■ Your objective
Reproduce the lines below exactly as they appear, beginning with the line containing "upper arm in this image." and continuing through the line containing "[822,264,978,410]", both included, and nothing else.

-- start Entries shown --

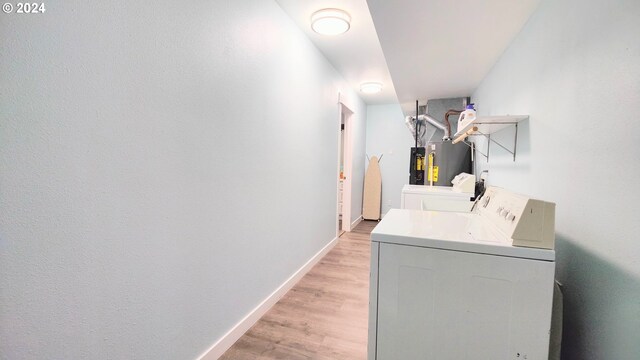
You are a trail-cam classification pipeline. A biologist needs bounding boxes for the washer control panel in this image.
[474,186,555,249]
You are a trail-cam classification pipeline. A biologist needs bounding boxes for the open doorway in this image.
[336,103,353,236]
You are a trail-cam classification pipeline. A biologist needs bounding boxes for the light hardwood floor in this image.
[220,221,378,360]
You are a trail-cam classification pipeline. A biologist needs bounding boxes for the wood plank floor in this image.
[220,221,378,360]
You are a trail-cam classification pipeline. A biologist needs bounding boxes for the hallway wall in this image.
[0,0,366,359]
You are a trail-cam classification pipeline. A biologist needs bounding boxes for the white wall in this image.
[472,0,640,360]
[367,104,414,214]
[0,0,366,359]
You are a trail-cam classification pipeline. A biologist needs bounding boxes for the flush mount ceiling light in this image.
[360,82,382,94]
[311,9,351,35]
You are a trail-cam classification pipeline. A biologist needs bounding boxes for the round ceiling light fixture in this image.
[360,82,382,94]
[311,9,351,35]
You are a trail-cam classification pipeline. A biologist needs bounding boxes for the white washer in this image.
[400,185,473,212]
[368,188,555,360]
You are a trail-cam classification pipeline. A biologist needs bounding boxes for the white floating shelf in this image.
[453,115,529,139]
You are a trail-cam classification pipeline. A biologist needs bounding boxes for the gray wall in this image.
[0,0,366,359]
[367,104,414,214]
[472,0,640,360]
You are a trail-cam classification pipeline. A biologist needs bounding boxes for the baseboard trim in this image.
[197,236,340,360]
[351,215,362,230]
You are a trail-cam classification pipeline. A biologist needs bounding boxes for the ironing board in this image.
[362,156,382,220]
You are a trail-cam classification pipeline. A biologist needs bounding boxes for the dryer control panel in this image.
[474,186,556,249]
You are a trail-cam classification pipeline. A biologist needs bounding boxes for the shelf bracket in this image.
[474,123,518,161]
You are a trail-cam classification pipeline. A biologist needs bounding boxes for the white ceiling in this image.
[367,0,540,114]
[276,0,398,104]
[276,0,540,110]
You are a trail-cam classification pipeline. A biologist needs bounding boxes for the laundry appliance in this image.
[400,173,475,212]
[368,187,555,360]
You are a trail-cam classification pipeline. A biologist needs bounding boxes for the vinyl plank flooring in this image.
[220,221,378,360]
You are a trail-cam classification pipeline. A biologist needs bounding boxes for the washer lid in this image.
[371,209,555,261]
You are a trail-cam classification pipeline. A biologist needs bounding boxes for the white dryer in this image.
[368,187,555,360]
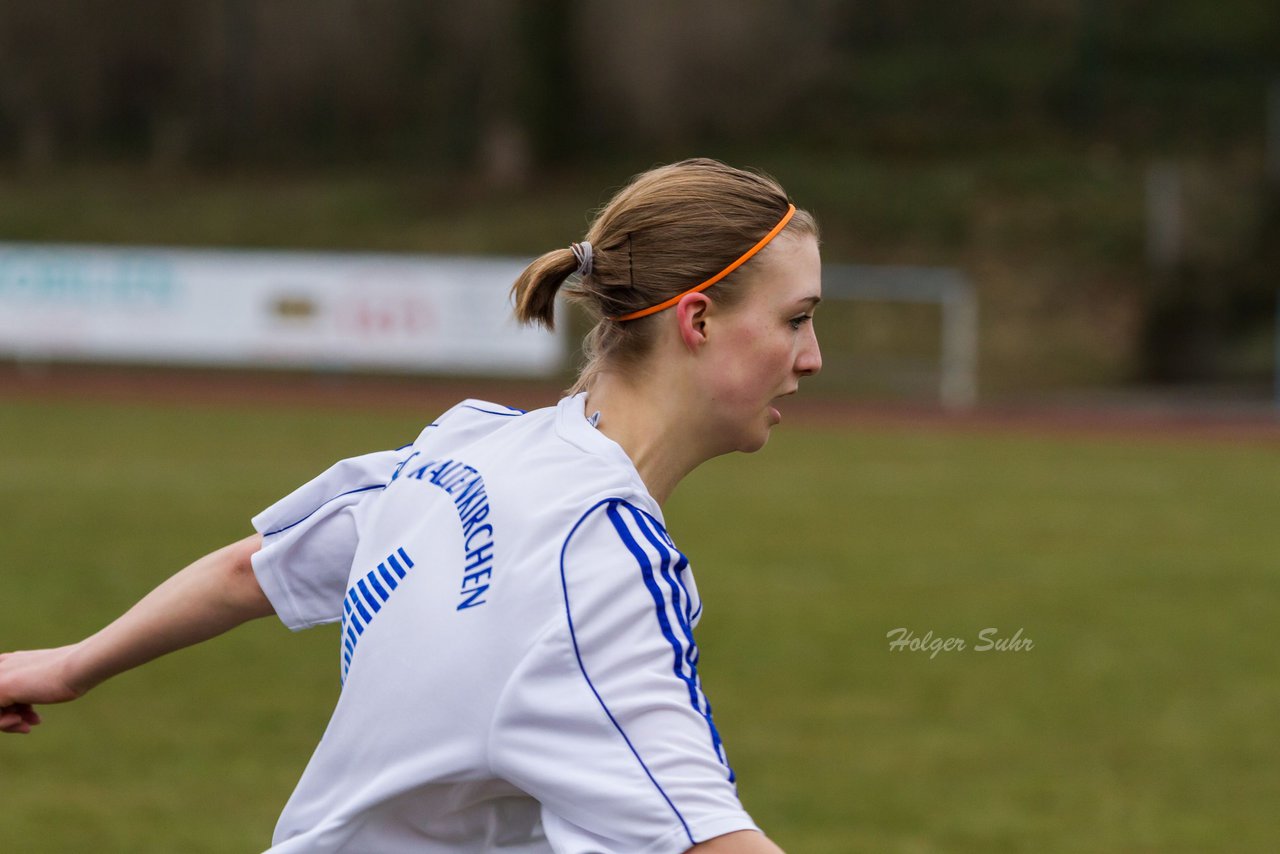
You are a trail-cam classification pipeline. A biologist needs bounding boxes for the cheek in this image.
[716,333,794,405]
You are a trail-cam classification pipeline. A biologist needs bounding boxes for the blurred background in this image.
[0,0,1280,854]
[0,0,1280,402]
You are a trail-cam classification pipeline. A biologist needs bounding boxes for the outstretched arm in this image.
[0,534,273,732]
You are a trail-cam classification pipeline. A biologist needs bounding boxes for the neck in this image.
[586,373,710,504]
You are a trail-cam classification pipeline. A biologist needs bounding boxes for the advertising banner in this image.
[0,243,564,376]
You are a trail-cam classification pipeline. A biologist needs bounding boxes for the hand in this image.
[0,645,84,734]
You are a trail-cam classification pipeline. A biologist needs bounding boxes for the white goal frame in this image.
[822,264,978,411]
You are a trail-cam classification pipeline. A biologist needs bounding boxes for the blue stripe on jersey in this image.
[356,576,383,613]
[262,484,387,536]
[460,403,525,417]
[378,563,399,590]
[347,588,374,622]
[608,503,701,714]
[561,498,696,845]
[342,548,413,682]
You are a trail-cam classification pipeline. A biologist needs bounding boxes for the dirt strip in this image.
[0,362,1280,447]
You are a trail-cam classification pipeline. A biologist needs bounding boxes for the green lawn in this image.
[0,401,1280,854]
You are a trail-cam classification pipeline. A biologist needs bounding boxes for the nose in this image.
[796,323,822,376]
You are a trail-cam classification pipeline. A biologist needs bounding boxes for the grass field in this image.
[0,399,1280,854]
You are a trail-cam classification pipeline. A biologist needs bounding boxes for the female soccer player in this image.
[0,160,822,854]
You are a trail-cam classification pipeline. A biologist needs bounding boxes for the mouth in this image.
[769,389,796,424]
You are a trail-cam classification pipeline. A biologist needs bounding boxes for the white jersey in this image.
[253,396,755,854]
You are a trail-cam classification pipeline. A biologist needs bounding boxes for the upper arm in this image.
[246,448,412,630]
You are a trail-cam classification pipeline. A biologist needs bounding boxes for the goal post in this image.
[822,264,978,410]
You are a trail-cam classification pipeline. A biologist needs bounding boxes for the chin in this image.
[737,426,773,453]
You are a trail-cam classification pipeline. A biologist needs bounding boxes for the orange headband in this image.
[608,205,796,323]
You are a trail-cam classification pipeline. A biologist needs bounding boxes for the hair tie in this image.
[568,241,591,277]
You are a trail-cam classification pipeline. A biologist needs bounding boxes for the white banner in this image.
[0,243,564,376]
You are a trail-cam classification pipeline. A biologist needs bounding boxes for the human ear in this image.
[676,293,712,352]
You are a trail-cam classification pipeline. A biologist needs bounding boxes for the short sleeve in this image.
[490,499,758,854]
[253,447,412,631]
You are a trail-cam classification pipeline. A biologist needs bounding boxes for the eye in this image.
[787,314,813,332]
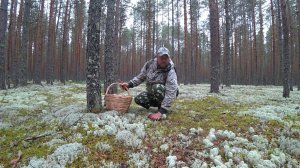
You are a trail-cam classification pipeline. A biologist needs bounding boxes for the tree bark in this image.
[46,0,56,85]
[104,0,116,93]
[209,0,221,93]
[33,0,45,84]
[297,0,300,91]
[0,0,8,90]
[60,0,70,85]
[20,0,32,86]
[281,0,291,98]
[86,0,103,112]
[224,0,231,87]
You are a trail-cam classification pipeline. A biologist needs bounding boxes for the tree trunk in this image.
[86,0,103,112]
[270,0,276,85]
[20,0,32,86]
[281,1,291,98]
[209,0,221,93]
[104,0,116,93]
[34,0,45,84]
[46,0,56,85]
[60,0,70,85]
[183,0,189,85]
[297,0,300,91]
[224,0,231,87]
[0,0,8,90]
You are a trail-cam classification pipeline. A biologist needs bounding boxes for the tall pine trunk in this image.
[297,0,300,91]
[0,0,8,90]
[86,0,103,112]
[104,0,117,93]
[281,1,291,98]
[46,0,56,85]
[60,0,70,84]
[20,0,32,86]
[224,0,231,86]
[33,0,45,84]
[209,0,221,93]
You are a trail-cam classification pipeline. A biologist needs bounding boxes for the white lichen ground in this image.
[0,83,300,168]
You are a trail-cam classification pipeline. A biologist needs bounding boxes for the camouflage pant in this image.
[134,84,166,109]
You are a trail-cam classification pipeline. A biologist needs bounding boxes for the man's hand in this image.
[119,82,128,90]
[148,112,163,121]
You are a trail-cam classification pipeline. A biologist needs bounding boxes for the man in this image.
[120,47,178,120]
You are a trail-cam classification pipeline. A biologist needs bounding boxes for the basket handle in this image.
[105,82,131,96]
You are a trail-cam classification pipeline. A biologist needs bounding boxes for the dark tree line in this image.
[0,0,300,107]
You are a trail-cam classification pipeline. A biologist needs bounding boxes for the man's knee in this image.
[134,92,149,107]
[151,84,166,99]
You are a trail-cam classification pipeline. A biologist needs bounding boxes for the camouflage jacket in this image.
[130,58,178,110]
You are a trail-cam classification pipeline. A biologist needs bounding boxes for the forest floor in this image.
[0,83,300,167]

-- end Entries shown --

■ Reply to the task
You are a trail-cam classification pipeline. A biologist needs bounding boxes for the upper arm in this image.
[246,448,412,630]
You are a trail-cam classification pipeline. A biologist needs bounding boxes for the goal post in this image.
[822,264,978,410]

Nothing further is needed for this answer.